> [取り組む作業]
1. 競輪決勝の記事によれば、古性優作は決勝で誰の番手を誰から奪ったか。
2. 競輪決勝の記事のうち「現在の競輪界で最強といえる」で始まる段落を、主な事実を残して短く書き直せ。
3. 競輪決勝の記事を、最後に示された談話の後から引き継いで書き進めよ。

> [引用した文章]

******************************

あくまでここも通過点
初日特選から際立っていた古性優作の縦横無尽な攻め。決勝でも戦況に応じた走りを見せた。主導権を握った松井宏佑の番手を郡司浩平から奪い、直線はしっかりと交わした。
「松井君が来るのが遅かったですし、自分の横で緩めたので、そこでスピードが合った。(郡司と併走になったが)必要最低限の動きで、その位置を確保することを考えた。大きい動きで取るのではなく、技術で取りたかったので、重心の位置を考えながらでした」
現在の競輪界で最強といえるヨコの強さ、技術力を遺憾なく発揮した。最終2コーナーでは松井の番手を取り切り、あとはタテへと踏むだけだった。
「(番手を取り切ってからは)岩津(裕介)さんも(最終)バックで仕掛けてきたのが見えたし、踏んだら(近畿の)3人で決まるかなって思ったけど、(三谷)竜生さんは見えていなかった。ラインで決まらなかったのは、自分の力不足です」

******************************

> [記録の抜粋]
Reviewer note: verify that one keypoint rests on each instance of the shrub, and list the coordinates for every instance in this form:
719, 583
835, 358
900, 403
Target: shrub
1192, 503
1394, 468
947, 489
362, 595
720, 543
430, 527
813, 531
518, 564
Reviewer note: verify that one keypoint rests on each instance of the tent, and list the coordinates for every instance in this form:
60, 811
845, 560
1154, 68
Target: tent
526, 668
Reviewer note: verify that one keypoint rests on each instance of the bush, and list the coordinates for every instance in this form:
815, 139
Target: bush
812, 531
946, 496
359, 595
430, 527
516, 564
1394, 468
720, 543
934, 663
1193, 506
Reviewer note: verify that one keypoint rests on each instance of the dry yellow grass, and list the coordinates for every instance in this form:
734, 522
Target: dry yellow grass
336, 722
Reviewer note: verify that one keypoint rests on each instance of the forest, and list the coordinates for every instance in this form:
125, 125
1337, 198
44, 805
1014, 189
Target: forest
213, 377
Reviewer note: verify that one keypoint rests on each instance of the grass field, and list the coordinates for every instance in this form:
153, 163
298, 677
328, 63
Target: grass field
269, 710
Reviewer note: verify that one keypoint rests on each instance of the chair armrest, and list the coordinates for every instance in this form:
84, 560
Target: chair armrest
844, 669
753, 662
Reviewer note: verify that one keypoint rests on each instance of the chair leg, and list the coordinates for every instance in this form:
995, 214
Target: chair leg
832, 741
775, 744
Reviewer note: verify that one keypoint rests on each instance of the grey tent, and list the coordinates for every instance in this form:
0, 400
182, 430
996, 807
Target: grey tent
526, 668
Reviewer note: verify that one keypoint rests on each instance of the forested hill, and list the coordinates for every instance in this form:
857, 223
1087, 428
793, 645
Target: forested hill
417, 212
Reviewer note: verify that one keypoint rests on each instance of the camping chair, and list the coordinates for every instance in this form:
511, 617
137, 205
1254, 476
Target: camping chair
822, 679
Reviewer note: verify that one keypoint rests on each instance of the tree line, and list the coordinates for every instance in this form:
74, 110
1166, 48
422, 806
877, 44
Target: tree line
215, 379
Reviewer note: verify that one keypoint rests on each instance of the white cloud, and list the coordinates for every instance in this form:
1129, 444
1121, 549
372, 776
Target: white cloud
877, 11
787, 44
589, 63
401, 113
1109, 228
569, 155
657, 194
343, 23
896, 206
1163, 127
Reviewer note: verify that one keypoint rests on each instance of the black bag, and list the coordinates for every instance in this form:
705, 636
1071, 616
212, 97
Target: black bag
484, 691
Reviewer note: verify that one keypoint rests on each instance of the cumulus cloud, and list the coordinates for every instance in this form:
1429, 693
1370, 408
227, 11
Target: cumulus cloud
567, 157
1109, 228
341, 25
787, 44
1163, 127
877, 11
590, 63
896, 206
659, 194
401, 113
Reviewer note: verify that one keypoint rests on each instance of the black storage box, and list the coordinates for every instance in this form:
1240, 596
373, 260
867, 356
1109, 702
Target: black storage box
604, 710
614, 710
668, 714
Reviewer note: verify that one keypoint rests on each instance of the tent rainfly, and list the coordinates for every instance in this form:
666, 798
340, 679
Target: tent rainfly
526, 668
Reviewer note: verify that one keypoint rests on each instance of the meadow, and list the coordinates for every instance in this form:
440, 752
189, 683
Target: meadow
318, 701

******************************

> [作業ごとの結果]
1. 郡司浩平から松井宏佑の番手を奪った。

2. 古性は競輪界最強といえるヨコの強さと技術力を発揮した。最終2コーナーで松井の番手を取り切り、あとはタテに踏むだけだった。

3.
前回の日本選手権決勝では「ただ、ただ力不足でした」と、語っていたように、地元で行われる6月の高松宮記念杯に向けてハードなトレーニングを行っている最中に今シリーズを迎えていた。「今回はしっかりトレーニングをした分、筋肉痛も残っていたし、2日目から徐々に筋肉痛はなくなっていった。また帰ってから、(トレーニングをして)しっかり疲労をためたいと思う」
次回はいよいよ地元、岸和田でのG1、3連覇のかかる高松宮記念杯。だが、古性にとっては、そこが最終目標ではない。
「(そこまでに)思い切りトレーニングをして獲ることを目標にするのではなく、通過点にしたい。(G1優勝を)当たり前にしたいです。G1を1個なら今のままでも獲れると思うけど、複数を普通に当たり前に獲りたい。そのためには相当レベルアップしないとダメだと思う」
松井宏佑は周回中が想定外の後ろ攻めになったことで、プラン通りにレースを運ぶことができなかった様子。後ろが古性になってしまったが、最後まで全力で風を切り、2着に粘り込んだ。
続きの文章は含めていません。